◆ Task to carry out
Every line from the start of the listing below through the line that contains "positive clicks: (428, 454)" is to be reproduced word for word.

◆ Dataset extract
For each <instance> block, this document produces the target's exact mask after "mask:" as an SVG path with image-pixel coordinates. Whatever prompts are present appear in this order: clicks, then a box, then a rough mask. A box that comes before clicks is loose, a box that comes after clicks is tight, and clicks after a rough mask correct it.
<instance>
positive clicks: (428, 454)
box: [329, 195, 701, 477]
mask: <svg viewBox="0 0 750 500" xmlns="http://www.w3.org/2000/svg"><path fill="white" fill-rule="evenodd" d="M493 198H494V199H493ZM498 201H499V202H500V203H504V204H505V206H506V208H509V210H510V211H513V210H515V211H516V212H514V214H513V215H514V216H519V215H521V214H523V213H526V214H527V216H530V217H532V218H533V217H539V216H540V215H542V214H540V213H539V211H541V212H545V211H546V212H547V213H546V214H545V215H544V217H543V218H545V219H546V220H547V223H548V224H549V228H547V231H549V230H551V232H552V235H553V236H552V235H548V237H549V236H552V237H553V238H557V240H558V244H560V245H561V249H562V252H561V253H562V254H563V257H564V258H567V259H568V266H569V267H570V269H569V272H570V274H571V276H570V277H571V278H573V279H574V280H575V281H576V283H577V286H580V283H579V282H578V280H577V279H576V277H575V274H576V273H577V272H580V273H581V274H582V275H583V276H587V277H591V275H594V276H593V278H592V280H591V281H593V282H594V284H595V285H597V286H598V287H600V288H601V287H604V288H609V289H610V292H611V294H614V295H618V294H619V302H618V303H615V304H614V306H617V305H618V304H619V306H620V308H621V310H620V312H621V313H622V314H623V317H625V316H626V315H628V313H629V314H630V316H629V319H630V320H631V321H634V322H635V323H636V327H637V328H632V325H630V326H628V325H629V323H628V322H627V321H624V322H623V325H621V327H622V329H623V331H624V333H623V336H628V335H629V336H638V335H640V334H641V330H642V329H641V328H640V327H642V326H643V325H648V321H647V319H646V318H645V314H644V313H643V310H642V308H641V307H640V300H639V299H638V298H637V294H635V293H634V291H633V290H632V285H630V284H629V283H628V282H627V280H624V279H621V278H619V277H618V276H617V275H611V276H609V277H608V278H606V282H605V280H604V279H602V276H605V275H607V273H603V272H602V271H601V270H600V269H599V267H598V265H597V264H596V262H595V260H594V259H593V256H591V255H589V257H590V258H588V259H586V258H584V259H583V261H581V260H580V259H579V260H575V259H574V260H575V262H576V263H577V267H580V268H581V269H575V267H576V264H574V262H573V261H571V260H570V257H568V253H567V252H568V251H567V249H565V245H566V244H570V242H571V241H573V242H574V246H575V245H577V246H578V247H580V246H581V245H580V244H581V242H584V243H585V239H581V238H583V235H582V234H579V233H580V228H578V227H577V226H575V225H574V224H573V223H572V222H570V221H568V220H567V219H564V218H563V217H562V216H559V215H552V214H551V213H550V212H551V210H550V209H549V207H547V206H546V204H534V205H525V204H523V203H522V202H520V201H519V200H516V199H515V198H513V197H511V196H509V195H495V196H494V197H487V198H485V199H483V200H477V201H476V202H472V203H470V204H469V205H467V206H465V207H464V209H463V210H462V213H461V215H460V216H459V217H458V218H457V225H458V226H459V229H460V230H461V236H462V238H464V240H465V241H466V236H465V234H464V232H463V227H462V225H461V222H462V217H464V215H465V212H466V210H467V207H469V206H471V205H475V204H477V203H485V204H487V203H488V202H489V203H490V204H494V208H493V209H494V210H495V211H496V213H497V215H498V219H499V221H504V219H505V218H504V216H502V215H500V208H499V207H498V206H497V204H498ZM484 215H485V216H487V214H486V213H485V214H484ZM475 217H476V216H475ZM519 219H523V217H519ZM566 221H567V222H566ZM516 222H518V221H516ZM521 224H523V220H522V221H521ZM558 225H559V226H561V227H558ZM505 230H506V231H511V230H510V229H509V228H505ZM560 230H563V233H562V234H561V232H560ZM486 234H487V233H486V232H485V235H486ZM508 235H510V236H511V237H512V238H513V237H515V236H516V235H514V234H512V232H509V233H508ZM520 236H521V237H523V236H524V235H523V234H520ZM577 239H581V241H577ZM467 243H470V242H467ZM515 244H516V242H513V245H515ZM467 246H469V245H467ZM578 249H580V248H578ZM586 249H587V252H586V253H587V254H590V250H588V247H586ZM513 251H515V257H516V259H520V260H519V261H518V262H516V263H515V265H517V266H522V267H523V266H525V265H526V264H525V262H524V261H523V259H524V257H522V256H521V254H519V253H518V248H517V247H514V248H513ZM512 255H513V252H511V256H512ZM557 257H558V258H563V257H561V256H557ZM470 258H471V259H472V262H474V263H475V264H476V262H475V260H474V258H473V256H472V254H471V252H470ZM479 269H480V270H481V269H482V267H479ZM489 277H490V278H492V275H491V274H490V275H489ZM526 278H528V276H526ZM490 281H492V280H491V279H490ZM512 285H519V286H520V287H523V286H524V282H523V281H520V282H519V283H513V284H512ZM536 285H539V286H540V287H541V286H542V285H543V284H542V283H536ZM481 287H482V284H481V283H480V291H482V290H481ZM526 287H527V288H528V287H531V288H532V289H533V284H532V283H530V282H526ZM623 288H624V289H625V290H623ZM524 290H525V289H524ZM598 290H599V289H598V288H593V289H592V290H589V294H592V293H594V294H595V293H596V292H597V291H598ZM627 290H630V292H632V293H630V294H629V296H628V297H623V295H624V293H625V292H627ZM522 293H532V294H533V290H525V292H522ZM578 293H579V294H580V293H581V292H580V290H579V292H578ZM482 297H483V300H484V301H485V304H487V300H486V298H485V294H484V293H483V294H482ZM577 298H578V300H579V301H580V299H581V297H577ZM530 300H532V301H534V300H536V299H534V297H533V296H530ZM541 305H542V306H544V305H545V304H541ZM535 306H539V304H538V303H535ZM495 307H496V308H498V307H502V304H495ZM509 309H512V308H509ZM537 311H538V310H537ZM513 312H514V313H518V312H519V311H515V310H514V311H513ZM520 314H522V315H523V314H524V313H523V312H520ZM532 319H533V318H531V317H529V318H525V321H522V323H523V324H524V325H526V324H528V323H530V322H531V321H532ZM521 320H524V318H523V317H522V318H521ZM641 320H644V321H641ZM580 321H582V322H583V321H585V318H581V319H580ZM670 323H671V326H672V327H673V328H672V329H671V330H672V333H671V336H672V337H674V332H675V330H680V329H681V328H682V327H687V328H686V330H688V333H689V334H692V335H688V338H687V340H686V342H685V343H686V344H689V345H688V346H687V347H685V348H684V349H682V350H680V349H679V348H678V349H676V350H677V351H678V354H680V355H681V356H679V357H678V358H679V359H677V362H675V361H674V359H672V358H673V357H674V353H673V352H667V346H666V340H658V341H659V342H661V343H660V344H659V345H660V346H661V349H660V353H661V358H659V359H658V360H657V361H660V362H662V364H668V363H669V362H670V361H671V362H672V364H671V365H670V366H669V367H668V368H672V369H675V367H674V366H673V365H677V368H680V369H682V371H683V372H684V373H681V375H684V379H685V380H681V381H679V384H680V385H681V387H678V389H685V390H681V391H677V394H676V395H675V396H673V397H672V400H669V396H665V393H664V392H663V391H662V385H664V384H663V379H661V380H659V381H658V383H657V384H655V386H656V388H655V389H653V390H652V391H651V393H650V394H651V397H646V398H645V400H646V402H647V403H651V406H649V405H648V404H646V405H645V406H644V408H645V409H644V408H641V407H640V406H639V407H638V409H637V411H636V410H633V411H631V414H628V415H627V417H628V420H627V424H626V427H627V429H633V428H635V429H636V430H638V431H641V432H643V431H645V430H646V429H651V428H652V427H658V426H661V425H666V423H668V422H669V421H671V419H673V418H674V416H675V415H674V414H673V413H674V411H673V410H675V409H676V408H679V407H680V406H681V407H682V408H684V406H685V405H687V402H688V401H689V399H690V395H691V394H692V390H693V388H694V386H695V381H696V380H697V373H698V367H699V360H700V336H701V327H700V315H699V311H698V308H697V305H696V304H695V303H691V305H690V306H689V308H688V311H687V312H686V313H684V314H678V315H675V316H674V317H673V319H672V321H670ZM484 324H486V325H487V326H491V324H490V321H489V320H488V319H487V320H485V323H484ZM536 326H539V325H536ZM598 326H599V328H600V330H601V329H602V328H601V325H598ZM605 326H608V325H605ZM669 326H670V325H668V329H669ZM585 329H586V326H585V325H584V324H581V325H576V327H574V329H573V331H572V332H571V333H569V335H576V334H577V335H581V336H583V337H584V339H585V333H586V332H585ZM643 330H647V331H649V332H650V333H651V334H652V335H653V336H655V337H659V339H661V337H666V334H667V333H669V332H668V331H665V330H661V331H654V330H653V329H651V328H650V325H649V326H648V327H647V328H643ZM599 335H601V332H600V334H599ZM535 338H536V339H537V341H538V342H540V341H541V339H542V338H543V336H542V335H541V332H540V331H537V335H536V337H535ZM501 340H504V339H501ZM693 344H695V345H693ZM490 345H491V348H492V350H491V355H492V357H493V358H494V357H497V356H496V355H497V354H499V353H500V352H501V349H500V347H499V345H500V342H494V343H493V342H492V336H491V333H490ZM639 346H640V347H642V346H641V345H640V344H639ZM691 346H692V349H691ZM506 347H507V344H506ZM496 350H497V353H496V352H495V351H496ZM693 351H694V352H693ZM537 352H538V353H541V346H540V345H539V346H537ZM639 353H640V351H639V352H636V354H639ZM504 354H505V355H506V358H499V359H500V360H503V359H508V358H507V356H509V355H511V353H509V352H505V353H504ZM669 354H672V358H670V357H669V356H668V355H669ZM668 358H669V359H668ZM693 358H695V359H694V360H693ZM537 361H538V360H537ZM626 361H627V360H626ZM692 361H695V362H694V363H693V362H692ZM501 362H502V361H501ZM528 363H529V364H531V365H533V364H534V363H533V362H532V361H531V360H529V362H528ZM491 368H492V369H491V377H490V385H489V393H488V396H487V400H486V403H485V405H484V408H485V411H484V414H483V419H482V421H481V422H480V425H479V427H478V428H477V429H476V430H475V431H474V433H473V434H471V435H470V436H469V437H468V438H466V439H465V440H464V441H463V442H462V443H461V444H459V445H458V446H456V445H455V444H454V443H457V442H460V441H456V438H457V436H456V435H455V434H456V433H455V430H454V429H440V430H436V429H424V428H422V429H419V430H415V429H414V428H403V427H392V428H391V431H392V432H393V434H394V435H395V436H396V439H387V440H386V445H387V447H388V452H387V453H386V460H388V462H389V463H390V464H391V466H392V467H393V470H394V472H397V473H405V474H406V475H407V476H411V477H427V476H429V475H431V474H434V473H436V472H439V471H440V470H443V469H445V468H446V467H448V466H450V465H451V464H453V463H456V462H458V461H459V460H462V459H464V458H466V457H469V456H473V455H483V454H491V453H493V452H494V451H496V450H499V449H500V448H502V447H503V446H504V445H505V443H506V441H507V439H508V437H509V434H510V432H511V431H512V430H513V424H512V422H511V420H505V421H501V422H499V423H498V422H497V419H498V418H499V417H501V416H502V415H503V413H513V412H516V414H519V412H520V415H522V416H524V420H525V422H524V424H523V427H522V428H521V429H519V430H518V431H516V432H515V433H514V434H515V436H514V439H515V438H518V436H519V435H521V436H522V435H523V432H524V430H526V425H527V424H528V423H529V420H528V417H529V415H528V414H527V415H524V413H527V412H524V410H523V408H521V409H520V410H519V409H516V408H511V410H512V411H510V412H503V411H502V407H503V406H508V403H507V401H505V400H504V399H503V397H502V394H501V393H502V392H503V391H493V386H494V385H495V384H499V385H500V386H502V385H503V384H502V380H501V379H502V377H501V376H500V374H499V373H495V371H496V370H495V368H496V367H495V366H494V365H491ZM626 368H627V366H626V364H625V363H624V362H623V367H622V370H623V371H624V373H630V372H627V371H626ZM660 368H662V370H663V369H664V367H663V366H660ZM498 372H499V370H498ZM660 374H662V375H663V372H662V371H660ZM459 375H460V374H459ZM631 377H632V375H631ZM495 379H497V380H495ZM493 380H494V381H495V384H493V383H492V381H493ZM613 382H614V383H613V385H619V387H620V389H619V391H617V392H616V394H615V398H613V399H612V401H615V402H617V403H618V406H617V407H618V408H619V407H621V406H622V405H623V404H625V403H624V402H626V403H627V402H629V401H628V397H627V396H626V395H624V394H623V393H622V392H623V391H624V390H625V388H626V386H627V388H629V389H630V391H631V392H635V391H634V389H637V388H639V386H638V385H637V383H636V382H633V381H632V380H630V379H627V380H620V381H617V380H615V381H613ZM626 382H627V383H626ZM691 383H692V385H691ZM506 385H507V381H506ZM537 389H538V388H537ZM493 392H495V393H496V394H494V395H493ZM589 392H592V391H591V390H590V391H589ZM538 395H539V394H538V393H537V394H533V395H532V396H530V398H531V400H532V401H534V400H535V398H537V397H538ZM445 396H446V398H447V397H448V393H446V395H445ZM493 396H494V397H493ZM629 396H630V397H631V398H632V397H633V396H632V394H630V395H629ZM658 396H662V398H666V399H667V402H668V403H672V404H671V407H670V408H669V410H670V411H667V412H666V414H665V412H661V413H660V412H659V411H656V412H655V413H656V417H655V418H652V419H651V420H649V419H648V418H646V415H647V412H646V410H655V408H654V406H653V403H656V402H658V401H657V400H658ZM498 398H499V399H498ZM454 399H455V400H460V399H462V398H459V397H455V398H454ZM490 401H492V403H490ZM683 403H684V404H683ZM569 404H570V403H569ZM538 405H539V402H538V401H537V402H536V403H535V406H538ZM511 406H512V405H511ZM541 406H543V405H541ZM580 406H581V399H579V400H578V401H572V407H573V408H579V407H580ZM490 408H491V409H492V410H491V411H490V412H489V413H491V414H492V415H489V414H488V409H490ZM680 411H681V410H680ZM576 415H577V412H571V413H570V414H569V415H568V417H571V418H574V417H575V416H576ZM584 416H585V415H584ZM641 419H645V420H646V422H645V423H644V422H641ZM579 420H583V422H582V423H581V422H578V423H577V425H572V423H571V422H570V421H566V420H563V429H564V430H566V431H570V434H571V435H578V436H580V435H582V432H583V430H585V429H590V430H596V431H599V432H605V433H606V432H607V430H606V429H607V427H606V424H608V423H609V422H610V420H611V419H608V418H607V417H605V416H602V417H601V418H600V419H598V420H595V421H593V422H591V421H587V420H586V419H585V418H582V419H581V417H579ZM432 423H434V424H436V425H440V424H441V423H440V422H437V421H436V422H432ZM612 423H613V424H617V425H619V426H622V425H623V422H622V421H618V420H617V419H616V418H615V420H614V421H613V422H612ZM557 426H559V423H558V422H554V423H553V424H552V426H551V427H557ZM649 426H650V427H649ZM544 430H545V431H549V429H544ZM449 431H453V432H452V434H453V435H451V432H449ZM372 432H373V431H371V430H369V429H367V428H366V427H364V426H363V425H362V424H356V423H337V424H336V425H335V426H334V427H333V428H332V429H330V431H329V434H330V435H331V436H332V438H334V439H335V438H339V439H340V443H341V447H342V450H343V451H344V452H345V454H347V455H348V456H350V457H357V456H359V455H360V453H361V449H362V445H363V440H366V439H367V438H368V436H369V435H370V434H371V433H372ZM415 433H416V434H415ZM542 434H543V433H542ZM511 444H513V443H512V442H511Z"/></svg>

◆ Exercise answer
For each <instance> block, this document produces the target's exact mask after "mask:" as an SVG path with image-pixel coordinates. Whatever prompts are present appear in this order: clicks, then a box, then a rough mask. A box that comes before clicks is loose, a box that comes after clicks is tight, and clicks after a rough mask correct it.
<instance>
positive clicks: (428, 454)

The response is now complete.